▶ **Aim of the task**
Could you set down exactly the lines in the records below between the line holding "Where can you find the long" and the line holding "Where can you find the gray", inclusive?

▶ **Provided data**
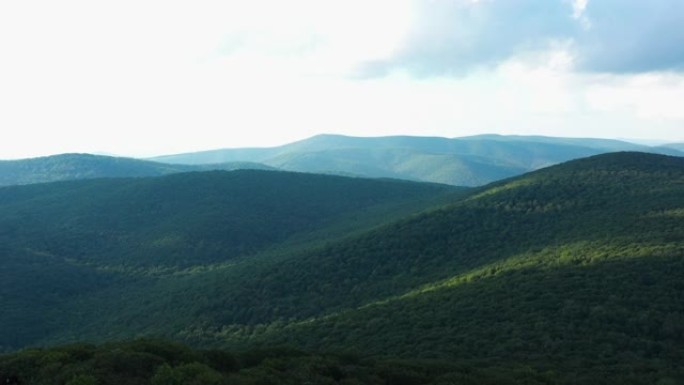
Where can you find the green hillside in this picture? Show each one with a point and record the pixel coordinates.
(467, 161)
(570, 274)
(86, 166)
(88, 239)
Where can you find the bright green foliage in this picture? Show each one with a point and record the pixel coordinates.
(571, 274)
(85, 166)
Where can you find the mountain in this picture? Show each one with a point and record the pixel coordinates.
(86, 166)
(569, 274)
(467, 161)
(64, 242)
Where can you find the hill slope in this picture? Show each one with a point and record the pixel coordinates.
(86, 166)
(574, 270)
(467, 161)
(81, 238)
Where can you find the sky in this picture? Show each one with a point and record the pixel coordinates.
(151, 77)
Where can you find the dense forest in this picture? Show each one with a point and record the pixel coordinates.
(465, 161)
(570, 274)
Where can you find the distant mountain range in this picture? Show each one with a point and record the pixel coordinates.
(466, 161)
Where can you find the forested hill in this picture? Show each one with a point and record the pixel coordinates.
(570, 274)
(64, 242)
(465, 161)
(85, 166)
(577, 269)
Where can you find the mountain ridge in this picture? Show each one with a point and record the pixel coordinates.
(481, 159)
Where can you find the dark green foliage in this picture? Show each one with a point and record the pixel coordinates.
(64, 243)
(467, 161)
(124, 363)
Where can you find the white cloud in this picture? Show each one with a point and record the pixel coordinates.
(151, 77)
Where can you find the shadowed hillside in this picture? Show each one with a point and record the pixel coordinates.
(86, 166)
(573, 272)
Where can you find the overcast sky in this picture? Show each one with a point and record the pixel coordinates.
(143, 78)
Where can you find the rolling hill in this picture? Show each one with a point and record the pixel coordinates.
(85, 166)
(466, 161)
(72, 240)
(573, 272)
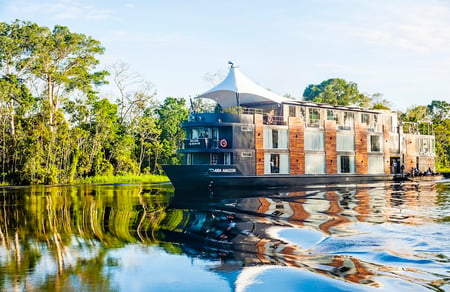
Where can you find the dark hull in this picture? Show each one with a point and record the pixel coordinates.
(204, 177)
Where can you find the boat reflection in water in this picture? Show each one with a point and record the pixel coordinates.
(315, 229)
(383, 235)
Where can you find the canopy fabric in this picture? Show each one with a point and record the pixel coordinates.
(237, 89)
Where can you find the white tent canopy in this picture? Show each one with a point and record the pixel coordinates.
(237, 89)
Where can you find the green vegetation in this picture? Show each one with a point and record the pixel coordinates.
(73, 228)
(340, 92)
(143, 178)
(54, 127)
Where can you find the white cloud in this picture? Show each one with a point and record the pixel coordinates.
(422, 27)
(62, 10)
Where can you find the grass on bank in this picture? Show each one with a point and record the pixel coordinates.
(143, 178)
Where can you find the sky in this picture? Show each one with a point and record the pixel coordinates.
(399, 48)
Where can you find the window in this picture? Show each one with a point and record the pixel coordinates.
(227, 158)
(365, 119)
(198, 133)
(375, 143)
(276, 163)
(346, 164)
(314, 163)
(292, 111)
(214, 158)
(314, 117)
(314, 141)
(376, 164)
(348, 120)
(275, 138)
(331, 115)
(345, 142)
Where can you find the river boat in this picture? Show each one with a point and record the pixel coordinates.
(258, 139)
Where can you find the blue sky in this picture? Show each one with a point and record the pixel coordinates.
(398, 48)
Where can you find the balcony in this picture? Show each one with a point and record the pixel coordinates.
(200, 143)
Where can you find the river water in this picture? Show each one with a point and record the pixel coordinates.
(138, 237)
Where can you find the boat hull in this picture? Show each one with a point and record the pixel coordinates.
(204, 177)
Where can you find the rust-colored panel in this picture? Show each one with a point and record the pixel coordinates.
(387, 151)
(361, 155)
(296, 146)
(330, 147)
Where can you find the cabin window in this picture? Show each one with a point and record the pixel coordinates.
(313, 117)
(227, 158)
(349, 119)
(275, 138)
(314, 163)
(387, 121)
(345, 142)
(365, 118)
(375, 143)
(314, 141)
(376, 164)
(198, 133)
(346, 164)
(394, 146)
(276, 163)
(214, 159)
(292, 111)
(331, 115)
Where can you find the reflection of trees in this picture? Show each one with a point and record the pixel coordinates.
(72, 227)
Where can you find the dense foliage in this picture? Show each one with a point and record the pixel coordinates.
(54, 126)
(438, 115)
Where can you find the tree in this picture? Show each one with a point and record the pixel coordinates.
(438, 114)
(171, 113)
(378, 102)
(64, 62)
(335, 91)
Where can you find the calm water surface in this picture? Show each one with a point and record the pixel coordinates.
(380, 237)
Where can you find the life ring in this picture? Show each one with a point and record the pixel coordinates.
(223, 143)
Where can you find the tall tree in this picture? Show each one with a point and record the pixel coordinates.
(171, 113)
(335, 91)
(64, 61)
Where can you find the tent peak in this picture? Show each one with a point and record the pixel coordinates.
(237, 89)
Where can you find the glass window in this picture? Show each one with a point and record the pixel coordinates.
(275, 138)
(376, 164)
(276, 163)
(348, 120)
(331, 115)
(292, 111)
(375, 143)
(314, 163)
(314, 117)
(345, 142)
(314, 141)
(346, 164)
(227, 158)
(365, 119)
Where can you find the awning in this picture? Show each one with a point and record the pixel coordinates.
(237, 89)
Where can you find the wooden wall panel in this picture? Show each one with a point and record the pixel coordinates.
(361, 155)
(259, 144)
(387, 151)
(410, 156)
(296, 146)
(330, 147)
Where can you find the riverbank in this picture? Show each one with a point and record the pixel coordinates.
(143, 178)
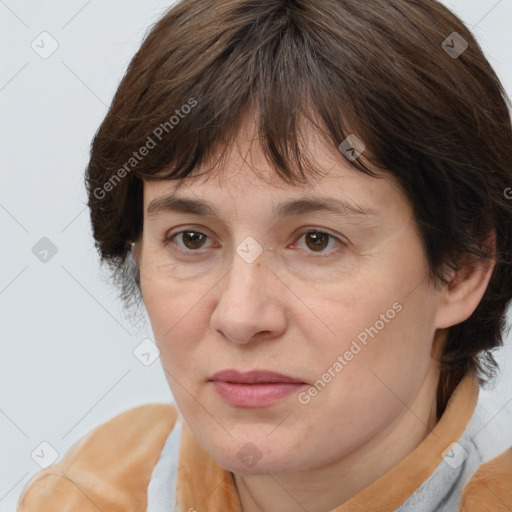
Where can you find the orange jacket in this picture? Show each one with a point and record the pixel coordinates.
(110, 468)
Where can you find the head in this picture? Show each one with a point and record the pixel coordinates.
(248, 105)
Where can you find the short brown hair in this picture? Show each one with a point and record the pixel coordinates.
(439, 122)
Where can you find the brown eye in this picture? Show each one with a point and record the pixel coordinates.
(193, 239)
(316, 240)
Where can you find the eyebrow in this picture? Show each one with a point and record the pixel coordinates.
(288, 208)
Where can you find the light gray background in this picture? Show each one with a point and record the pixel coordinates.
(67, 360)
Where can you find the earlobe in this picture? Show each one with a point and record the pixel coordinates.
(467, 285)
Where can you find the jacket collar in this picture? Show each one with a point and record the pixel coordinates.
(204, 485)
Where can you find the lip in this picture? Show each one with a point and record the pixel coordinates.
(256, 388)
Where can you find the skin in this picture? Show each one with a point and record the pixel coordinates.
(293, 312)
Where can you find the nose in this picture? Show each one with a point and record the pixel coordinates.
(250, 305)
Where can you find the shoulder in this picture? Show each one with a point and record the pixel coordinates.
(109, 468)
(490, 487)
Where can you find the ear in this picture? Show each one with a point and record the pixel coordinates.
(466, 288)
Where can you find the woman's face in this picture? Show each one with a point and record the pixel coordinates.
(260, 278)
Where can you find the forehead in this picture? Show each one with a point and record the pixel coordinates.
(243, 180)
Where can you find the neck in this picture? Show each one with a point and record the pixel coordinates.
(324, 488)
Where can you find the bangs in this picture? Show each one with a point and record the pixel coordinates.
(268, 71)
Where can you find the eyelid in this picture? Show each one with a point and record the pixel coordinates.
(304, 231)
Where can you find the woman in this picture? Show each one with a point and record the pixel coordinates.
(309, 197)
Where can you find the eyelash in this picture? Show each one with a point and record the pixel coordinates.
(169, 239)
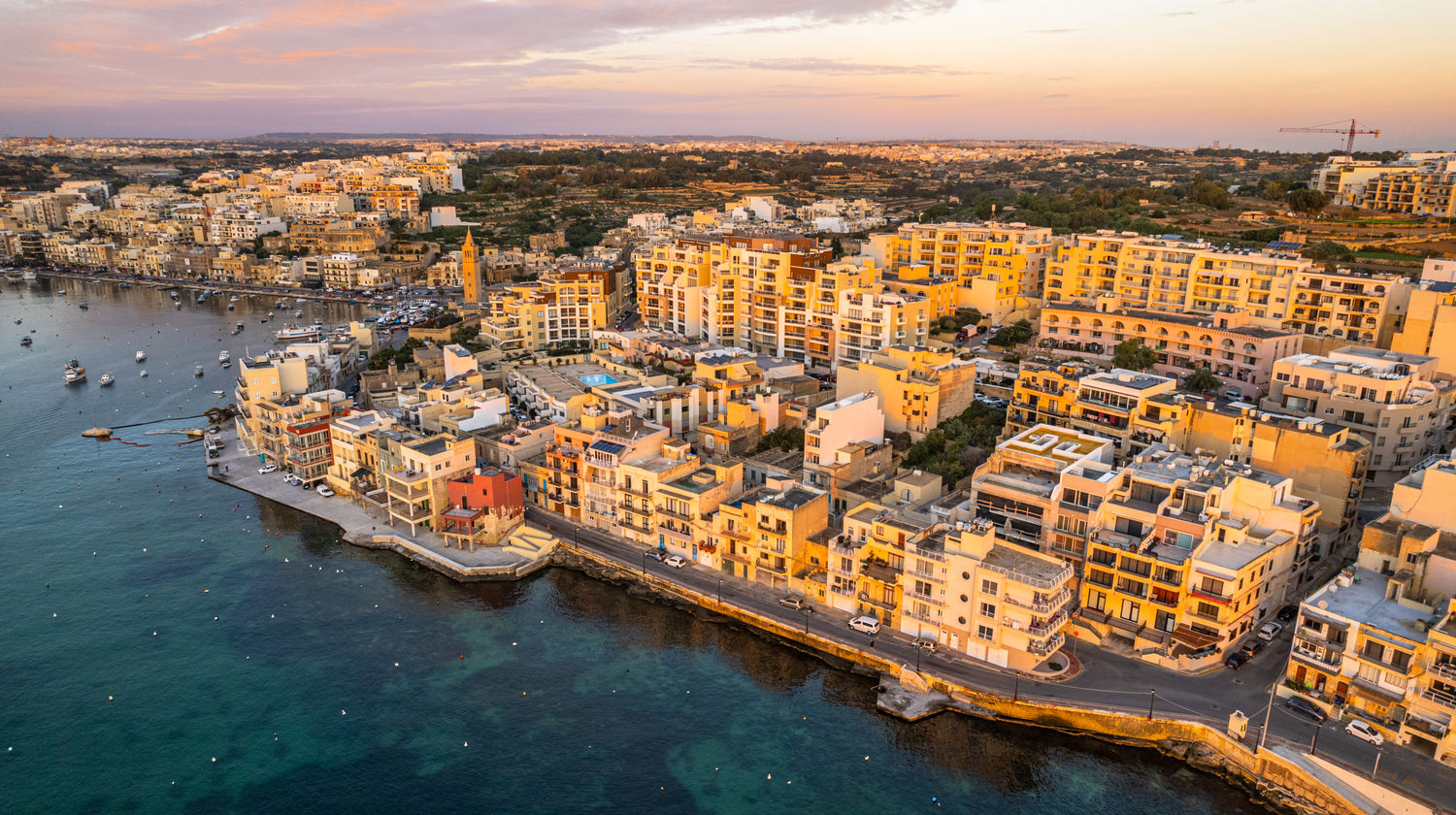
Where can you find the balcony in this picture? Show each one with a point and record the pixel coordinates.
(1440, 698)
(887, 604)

...

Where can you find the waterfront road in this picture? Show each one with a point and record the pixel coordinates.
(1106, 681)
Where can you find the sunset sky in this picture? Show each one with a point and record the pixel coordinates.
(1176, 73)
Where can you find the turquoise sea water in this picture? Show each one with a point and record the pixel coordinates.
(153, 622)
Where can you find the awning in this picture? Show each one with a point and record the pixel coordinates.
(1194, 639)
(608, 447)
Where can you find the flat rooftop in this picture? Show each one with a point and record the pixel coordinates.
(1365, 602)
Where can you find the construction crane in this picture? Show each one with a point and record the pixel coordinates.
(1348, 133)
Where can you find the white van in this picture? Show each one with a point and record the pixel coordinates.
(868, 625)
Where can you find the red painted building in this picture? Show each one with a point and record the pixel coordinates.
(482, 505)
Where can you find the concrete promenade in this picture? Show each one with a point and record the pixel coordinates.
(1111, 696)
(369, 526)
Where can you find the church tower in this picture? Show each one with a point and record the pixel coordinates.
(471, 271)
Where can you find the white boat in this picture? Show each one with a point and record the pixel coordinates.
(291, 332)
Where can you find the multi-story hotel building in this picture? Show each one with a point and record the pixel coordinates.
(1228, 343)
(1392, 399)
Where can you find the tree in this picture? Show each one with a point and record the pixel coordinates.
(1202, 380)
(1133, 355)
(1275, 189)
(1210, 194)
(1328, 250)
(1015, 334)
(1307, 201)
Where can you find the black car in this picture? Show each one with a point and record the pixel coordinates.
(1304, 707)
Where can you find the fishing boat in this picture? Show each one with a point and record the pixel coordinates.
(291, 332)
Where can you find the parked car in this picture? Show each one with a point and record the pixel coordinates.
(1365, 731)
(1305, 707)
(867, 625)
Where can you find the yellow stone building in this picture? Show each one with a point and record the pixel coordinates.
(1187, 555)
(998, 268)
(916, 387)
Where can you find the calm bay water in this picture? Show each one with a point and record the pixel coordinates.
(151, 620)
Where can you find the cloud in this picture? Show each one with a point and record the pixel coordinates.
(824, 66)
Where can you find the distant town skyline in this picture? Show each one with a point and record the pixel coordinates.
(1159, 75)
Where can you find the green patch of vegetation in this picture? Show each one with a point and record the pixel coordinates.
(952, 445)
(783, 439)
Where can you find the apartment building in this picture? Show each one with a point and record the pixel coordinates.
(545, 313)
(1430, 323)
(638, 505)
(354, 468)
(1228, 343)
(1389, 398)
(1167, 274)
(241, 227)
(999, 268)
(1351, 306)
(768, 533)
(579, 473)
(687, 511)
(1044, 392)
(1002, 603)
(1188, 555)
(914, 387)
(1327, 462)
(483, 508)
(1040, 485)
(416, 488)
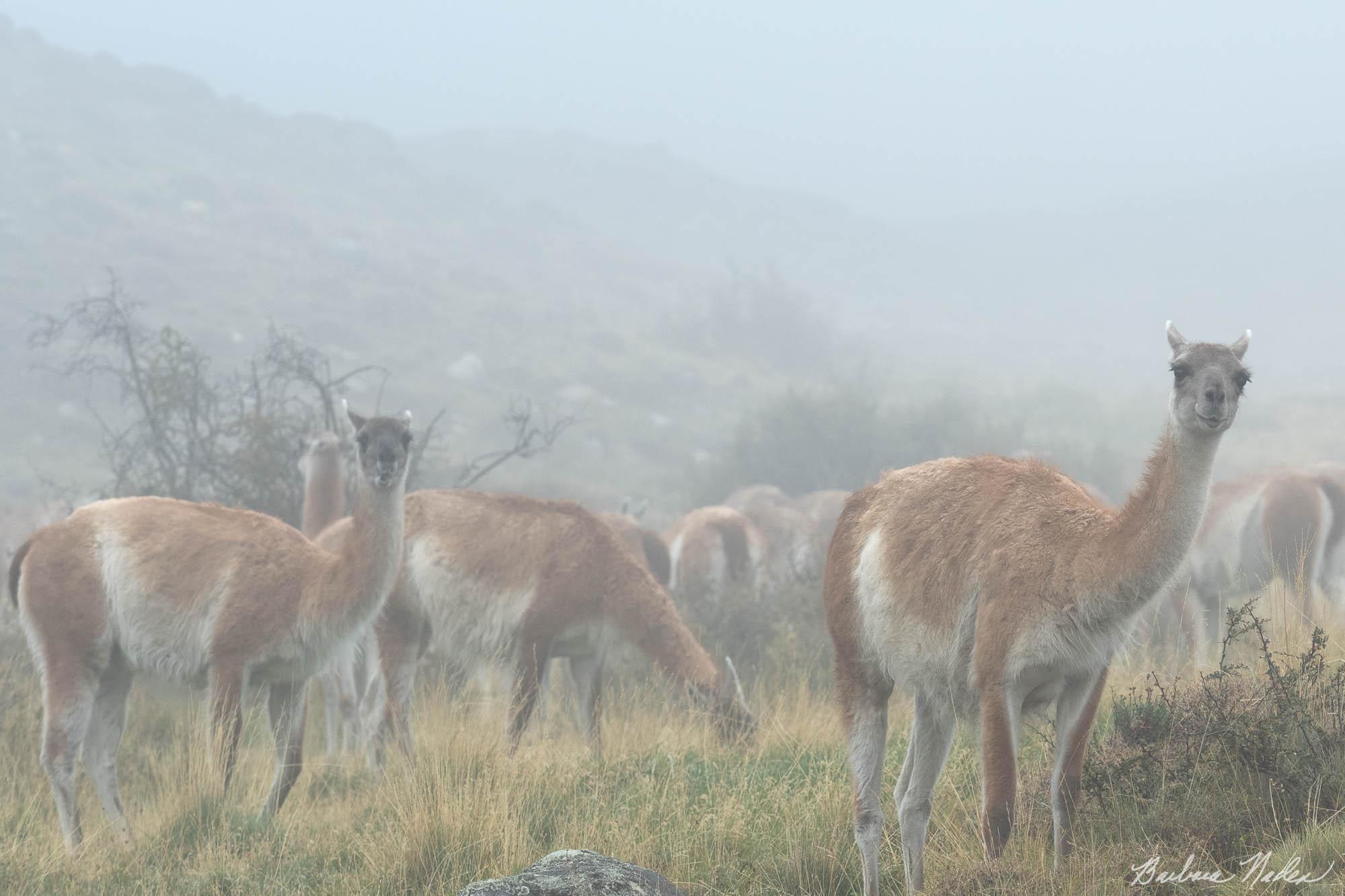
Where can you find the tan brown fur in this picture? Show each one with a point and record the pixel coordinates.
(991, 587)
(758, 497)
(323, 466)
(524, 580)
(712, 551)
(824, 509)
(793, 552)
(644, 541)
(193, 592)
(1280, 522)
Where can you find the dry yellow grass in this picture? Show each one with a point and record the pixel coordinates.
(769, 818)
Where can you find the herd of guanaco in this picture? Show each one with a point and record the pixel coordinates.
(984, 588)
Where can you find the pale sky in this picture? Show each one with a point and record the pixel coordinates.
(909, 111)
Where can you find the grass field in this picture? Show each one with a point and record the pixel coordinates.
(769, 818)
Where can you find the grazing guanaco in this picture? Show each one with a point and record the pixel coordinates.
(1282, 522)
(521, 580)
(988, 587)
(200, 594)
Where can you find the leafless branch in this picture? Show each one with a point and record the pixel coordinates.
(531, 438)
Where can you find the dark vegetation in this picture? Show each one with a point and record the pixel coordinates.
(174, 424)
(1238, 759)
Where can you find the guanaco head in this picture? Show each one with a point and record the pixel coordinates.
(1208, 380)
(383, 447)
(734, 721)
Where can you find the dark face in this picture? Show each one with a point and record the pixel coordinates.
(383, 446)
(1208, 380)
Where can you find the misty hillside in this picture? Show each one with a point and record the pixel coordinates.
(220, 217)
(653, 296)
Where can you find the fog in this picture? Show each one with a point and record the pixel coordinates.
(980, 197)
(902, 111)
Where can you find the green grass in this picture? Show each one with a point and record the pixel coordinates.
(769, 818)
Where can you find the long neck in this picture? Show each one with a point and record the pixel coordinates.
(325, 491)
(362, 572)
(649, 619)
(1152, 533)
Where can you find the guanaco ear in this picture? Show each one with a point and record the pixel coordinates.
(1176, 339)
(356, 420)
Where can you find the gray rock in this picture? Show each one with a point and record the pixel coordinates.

▶ **Response area**
Where can you find the long neck in this picture? Show each one with a point and record the pixel coordinates.
(325, 491)
(362, 572)
(649, 619)
(1152, 533)
Where can you find the guanaco ear in this picture? Show each one with a point and record the pixel coordinates.
(1176, 339)
(356, 420)
Where can you find the gray rock in this picture? Show each one with a point and record the pixel coordinates.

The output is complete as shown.